2. Bypass the water heater.
So far so good.
Quote:
3. Put some pink antifreeze in the fresh water tank. I don't think I have the bypass system.
Look for a three way valve in the tank to pump line, very close to the water pump. There will be a piece of hose approx. 3' long on one side of the tee valve. If that is there you have a winterizing kit, if not continue as you have started. If you do have the kit, place the tube in your bottle of antifreeze, 1/4 turn the valve, and turn on the pump. It will draw the antifreeze out of the bottle.

Quote:
4. Pump it through all the lines until a bit comes out.
5. Put some in the traps.
6. Remove battery, turn off propane, remove foods, open fridge, etc
Still good

Quote:
I don't have an air compressor, or a blow out plug. I do have a shop vac, should I use that to blow some water out?
For about $30 you can get a automotive 12v air pump and the blow out plug. It isn't necessary to blow the lines out, but it does save on antifreeze. Just make sure you don't exceed 40 psi on the H2O system.
The shop vac will be hard to adapt to the H2O connection.

Quote:
My local RV dealer said I didn't need to have antifreeze in the hot water heater, that sounded odd to me?

**REQUIRED WORK**.
1. In the RV winterizing text, why is the shop vac a poor choice for blowing water out of the lines?
2. Rewrite the RV winterizing text from "So far so good." to "some water out?", putting "wet/dry vacuum" in place of "shop vac".

**LISTED RECORDS**.

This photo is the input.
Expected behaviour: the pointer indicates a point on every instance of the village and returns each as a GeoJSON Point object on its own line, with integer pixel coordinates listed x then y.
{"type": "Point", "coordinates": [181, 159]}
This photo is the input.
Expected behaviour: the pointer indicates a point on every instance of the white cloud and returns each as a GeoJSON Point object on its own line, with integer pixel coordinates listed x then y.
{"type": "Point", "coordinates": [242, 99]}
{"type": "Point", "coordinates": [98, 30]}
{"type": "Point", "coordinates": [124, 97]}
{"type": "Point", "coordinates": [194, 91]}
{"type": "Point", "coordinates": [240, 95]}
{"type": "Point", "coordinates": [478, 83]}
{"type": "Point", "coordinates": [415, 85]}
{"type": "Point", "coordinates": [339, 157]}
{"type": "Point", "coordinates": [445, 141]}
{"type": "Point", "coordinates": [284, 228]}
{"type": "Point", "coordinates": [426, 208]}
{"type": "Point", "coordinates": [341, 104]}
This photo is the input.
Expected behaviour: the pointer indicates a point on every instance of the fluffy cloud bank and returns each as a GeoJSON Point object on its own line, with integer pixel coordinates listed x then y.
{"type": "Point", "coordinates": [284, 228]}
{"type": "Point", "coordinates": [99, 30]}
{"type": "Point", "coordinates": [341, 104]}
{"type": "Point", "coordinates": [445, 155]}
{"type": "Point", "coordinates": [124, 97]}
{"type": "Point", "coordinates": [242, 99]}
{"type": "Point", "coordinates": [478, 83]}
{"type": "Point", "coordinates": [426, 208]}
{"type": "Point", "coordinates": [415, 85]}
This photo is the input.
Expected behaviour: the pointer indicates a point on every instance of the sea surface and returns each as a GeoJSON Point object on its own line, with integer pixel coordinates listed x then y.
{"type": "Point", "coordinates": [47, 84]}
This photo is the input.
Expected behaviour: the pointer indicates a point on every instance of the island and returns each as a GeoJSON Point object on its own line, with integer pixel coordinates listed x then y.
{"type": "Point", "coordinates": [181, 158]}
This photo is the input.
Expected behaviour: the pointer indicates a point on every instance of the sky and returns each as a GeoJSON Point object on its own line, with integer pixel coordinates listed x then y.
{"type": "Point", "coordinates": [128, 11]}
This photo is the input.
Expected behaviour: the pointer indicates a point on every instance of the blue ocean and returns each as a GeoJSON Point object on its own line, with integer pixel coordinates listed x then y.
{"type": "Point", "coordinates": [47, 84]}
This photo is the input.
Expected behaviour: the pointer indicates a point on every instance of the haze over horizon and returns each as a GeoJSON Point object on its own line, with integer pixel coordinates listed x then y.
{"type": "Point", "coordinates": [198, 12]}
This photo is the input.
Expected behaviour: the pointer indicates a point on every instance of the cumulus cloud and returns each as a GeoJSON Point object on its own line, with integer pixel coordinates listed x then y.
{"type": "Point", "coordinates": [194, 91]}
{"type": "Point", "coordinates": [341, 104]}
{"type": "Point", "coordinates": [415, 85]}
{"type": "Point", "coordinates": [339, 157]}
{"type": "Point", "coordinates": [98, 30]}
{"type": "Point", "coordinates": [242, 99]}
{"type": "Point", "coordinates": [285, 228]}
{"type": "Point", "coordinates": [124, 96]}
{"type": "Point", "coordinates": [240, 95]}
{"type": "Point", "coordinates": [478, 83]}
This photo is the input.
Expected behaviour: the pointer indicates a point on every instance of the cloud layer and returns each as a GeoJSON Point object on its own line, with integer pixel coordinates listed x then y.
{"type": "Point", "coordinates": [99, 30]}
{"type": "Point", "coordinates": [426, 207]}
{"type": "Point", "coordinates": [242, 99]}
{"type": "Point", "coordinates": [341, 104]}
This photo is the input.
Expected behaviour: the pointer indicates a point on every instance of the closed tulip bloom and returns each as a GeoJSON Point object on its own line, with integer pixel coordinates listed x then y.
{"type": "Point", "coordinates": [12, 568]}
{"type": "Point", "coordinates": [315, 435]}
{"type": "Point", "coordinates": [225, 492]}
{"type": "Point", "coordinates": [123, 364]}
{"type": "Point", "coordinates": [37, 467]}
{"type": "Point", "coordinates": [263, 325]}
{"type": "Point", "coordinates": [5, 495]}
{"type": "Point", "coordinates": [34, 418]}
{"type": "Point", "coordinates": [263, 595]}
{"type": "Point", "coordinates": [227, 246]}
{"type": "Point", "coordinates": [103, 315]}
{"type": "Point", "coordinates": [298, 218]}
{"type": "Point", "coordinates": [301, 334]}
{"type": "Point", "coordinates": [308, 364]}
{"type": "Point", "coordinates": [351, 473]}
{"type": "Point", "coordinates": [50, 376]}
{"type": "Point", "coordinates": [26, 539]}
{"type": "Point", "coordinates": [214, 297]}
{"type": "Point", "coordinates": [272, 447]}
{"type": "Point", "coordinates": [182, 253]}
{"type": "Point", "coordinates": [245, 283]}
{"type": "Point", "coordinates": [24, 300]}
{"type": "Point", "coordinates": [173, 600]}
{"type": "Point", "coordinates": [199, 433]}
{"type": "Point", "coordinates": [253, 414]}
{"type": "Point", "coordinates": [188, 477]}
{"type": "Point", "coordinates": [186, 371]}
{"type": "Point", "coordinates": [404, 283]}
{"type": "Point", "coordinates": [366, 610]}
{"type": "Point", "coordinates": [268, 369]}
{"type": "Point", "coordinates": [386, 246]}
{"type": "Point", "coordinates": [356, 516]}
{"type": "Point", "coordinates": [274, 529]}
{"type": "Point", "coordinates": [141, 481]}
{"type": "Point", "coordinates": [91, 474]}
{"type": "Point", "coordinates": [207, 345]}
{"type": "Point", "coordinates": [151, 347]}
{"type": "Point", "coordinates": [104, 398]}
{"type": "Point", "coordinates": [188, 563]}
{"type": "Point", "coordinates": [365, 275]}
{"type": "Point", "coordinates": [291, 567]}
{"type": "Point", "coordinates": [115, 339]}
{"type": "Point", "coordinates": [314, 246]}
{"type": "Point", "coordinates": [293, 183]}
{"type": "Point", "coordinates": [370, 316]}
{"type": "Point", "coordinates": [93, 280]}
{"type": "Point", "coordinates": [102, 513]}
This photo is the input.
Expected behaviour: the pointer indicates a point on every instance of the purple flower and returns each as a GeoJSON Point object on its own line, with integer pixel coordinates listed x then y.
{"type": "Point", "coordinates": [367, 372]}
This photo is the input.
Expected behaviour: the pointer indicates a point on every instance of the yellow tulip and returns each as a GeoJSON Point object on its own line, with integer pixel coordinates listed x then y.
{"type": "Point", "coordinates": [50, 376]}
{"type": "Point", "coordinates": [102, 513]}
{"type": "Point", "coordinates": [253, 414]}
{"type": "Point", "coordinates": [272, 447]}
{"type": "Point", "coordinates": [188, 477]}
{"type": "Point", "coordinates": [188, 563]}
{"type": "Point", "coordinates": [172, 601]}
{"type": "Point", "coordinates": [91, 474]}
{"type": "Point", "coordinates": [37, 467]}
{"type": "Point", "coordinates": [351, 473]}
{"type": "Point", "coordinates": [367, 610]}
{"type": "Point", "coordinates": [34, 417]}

**RESPONSES TO THE TASKS**.
1. The shop vac will be hard to adapt to the H2O connection.

2.
So far so good.
Quote:
3. Put some pink antifreeze in the fresh water tank. I don't think I have the bypass system.
Look for a three way valve in the tank to pump line, very close to the water pump. There will be a piece of hose approx. 3' long on one side of the tee valve. If that is there you have a winterizing kit, if not continue as you have started. If you do have the kit, place the tube in your bottle of antifreeze, 1/4 turn the valve, and turn on the pump. It will draw the antifreeze out of the bottle.

Quote:
4. Pump it through all the lines until a bit comes out.
5. Put some in the traps.
6. Remove battery, turn off propane, remove foods, open fridge, etc
Still good

Quote:
I don't have an air compressor, or a blow out plug. I do have a wet/dry vacuum, should I use that to blow some water out?